- What to do -
Pick out each line in the entries below that contains the string "overcast". The match is case-sensitive.

- Extracted material -
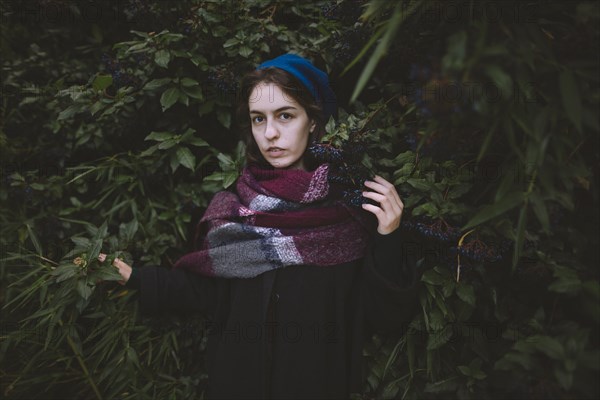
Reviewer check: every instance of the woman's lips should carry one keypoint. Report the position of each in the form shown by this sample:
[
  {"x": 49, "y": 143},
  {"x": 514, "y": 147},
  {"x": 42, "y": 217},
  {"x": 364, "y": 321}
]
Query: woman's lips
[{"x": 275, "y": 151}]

...

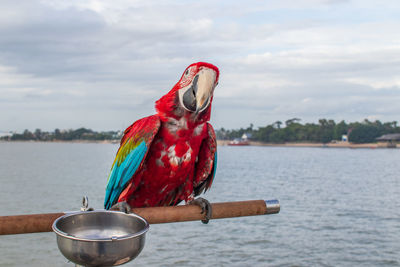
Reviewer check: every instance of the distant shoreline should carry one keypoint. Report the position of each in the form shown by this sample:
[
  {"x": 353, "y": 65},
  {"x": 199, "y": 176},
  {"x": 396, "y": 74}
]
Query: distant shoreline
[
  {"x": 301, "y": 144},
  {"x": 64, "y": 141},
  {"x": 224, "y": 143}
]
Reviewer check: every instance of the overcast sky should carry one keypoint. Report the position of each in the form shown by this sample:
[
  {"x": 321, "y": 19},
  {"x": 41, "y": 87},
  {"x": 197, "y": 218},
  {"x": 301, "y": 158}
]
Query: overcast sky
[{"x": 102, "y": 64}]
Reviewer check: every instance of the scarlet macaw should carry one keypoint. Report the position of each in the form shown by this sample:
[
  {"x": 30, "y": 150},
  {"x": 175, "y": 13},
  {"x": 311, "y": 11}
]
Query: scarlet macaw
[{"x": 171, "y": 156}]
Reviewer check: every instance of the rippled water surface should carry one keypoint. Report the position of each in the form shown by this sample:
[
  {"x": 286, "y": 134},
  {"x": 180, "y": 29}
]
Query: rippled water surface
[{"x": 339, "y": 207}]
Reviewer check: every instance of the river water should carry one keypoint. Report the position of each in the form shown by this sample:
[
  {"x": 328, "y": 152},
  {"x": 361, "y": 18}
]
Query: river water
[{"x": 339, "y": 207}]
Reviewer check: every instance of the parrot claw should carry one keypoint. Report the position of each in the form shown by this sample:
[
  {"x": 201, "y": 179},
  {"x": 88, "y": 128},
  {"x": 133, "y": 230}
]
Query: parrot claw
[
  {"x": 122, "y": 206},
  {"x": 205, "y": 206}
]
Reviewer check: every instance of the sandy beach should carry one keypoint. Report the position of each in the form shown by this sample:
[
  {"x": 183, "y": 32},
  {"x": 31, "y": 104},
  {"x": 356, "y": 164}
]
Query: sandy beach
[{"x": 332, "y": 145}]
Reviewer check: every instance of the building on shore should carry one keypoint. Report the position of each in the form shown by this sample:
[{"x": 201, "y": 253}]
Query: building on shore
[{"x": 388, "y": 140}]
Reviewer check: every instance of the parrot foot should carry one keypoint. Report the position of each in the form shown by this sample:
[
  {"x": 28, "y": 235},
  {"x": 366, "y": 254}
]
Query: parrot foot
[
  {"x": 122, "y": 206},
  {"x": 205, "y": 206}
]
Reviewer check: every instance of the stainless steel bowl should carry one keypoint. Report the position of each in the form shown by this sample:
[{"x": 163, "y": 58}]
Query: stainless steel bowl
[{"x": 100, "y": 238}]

- Worked answer -
Reviewer check: every instance of the overcast sky should carry one keypoint. Report the position of each in the form shown by this sample:
Query: overcast sky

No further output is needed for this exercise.